(Beginning of Input material)
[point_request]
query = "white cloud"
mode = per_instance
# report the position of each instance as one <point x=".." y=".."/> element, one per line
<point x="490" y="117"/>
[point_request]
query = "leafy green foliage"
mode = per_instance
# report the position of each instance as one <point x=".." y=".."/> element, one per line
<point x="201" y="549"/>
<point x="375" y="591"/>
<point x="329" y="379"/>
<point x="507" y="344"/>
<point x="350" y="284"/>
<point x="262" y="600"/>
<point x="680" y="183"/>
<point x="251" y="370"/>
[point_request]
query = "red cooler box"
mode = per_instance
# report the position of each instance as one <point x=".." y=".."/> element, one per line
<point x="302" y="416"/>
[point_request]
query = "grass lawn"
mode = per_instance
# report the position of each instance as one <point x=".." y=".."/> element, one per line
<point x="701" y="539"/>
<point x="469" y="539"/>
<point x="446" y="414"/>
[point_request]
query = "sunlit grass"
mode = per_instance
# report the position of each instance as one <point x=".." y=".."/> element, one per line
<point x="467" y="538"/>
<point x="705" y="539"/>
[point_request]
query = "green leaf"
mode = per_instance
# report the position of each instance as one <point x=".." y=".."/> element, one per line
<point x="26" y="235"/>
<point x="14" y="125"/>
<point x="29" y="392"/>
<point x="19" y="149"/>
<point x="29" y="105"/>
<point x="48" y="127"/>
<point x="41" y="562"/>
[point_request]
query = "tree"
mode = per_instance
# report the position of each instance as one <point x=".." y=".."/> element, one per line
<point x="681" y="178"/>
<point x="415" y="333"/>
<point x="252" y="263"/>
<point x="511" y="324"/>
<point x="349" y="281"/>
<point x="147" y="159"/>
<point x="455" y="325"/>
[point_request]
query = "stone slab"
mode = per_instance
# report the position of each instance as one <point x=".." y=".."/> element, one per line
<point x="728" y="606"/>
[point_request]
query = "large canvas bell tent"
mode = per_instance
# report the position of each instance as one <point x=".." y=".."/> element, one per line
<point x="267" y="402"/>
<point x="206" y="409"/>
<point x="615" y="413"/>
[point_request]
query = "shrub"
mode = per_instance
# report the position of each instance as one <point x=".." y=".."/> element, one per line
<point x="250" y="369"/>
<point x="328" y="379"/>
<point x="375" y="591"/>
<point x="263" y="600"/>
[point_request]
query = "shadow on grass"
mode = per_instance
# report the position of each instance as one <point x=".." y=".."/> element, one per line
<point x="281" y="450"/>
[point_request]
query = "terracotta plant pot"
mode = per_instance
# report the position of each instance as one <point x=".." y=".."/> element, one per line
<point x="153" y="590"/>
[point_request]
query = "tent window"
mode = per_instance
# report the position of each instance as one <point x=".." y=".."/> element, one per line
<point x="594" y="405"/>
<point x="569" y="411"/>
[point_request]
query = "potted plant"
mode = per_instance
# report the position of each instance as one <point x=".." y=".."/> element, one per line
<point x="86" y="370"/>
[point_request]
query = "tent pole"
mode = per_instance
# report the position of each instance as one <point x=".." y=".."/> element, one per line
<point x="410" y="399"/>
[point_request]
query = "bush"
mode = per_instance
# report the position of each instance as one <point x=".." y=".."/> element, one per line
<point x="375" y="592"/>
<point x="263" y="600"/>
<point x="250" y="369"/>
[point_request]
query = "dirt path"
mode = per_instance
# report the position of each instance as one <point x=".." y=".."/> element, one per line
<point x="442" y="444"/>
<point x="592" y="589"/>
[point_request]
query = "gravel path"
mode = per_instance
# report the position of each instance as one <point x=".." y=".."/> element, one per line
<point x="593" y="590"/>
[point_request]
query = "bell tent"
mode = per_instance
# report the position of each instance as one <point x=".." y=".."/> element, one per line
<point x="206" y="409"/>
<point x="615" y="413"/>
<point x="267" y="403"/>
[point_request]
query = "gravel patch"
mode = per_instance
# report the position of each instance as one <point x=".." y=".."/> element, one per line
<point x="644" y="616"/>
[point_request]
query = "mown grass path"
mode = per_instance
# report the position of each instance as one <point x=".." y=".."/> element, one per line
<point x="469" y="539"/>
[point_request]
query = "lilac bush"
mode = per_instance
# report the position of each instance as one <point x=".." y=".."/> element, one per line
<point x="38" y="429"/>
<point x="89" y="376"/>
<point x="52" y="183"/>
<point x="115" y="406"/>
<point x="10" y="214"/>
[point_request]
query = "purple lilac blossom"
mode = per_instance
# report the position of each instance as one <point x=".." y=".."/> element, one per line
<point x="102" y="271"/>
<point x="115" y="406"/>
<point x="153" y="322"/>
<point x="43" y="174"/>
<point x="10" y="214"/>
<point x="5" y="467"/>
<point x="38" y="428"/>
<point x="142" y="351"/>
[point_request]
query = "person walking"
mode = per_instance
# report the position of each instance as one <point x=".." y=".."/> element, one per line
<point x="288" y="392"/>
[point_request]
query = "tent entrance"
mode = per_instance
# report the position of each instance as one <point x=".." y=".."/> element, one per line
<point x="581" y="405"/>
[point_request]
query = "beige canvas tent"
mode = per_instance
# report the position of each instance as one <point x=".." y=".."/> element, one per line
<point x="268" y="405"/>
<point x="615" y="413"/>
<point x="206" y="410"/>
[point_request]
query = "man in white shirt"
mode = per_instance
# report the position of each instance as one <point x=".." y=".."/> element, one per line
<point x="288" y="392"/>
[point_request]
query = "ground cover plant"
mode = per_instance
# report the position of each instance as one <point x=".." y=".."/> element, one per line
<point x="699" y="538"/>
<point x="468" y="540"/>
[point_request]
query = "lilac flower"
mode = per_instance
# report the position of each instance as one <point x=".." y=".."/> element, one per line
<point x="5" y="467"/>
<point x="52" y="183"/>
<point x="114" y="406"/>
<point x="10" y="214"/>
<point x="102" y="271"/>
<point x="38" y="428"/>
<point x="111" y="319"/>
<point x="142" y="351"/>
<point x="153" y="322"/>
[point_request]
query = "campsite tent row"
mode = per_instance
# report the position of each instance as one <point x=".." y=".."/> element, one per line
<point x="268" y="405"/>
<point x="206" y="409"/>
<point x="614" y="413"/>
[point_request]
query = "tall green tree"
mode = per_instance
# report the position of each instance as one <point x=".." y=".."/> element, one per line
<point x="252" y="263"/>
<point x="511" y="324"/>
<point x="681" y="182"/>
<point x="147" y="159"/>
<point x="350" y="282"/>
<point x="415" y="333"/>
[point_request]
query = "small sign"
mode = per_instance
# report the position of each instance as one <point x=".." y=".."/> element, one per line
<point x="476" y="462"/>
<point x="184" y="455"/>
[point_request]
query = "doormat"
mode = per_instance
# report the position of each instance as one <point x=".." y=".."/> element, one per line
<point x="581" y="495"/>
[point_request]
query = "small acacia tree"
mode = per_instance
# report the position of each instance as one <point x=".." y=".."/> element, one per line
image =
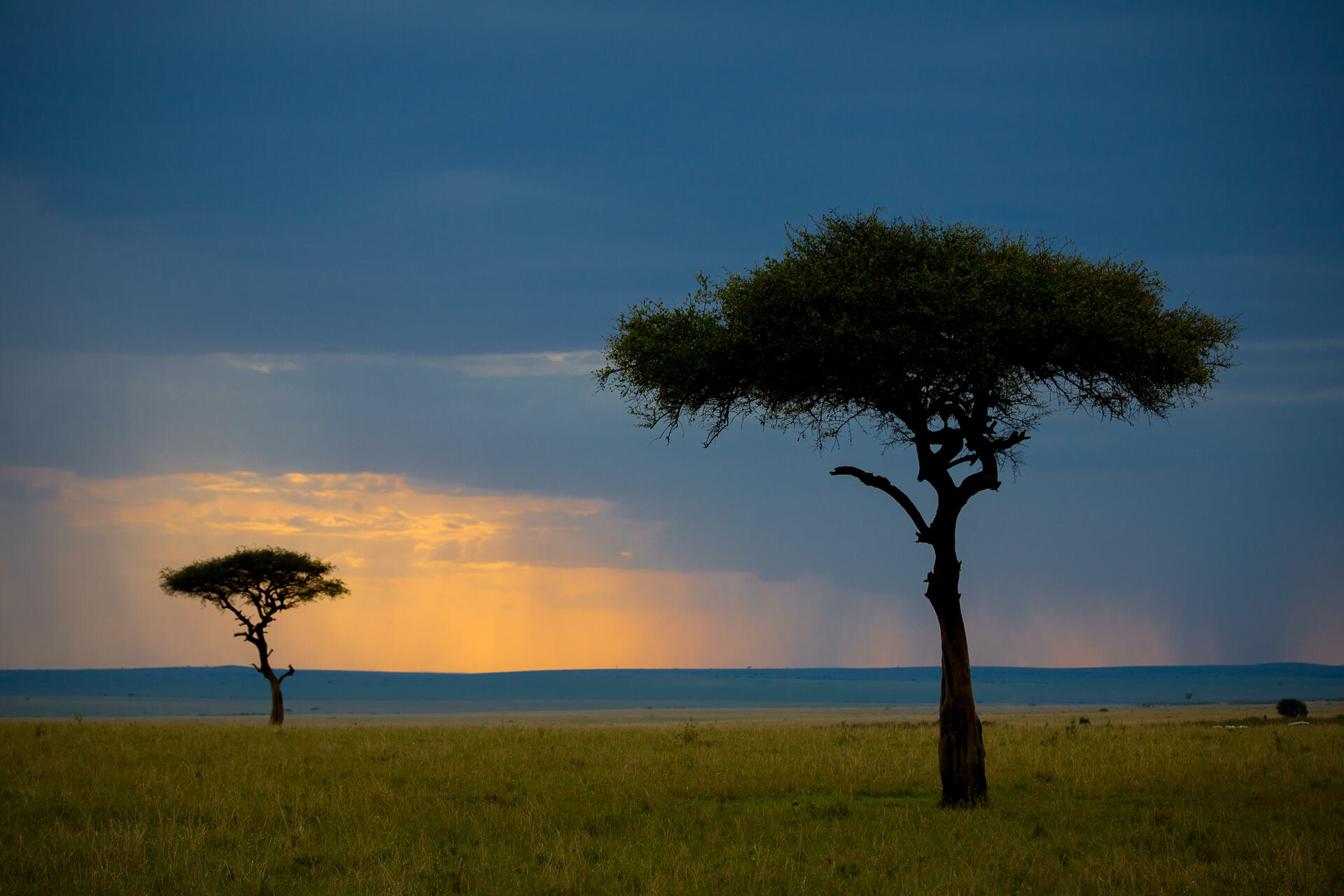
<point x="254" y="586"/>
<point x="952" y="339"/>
(End of Input material)
(Beginning of Input material)
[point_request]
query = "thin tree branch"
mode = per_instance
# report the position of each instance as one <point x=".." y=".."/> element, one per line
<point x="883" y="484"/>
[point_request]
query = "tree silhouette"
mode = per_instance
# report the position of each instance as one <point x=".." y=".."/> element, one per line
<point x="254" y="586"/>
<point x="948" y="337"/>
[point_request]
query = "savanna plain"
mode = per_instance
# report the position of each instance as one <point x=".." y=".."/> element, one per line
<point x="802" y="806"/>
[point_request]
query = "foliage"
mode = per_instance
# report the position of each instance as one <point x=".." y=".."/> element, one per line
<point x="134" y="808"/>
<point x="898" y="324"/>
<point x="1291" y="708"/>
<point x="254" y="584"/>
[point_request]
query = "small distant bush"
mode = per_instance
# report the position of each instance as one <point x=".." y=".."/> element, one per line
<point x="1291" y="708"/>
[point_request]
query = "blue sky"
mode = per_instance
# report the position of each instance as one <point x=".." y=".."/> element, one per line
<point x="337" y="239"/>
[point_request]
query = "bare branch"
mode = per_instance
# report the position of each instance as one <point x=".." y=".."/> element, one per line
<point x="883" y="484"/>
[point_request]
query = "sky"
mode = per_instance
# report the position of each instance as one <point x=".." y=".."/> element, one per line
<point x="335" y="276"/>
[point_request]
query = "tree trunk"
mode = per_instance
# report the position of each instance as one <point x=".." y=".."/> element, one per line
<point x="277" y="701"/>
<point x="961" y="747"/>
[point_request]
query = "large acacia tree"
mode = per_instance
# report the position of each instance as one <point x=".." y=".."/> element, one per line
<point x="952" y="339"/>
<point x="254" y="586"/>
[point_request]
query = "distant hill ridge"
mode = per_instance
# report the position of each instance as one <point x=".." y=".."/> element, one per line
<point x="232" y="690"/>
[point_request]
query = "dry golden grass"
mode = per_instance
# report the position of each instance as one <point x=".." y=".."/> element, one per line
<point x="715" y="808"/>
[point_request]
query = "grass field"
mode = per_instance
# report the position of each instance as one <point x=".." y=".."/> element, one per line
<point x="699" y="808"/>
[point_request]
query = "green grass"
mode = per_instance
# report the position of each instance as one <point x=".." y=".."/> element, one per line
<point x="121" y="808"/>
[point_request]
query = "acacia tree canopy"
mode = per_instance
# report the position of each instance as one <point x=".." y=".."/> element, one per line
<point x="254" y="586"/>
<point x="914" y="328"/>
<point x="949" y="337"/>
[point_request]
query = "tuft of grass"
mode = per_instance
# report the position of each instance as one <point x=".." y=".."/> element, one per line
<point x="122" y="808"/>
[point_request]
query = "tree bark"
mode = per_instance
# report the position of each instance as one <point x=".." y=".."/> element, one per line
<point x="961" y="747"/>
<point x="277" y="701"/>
(End of Input material)
(Beginning of Input material)
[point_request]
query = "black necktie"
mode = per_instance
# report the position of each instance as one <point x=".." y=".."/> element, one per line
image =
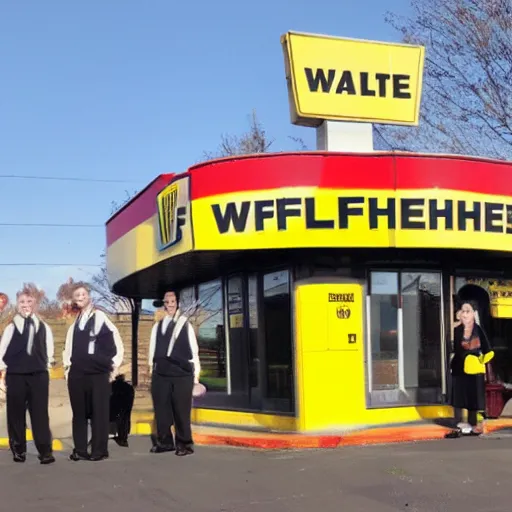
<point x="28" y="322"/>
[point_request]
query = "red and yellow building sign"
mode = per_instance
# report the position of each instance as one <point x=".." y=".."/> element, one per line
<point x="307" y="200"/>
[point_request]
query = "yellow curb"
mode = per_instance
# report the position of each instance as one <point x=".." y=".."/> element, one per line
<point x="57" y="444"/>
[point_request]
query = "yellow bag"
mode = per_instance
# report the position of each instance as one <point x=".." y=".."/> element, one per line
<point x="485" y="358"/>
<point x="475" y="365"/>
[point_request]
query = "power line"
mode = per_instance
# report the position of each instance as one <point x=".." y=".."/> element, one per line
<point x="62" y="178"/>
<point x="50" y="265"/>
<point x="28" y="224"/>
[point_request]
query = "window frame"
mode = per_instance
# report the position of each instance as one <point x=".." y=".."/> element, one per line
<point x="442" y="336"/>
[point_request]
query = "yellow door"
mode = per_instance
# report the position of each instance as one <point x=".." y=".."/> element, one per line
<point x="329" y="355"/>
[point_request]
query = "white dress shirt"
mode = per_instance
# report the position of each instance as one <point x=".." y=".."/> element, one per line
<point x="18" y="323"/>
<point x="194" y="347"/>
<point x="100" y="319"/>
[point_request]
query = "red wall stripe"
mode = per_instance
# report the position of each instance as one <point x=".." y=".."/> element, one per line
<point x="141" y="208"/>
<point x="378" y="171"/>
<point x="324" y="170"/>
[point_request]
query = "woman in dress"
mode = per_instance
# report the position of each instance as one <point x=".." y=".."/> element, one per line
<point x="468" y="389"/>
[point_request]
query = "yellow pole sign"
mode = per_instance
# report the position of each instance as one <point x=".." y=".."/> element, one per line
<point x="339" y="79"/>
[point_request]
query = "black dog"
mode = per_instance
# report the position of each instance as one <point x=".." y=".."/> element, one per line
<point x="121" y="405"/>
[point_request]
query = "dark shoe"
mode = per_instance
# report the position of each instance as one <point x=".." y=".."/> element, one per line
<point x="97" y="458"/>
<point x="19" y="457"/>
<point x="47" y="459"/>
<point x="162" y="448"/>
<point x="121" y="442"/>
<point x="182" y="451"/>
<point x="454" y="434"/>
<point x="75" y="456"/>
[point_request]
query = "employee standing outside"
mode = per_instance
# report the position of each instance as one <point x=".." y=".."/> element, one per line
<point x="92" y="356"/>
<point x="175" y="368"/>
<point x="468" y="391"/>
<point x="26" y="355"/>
(End of Input material)
A copy of each line in the data above that holds the string "dress" is needed.

query = "white dress shirt"
query = "woman in dress"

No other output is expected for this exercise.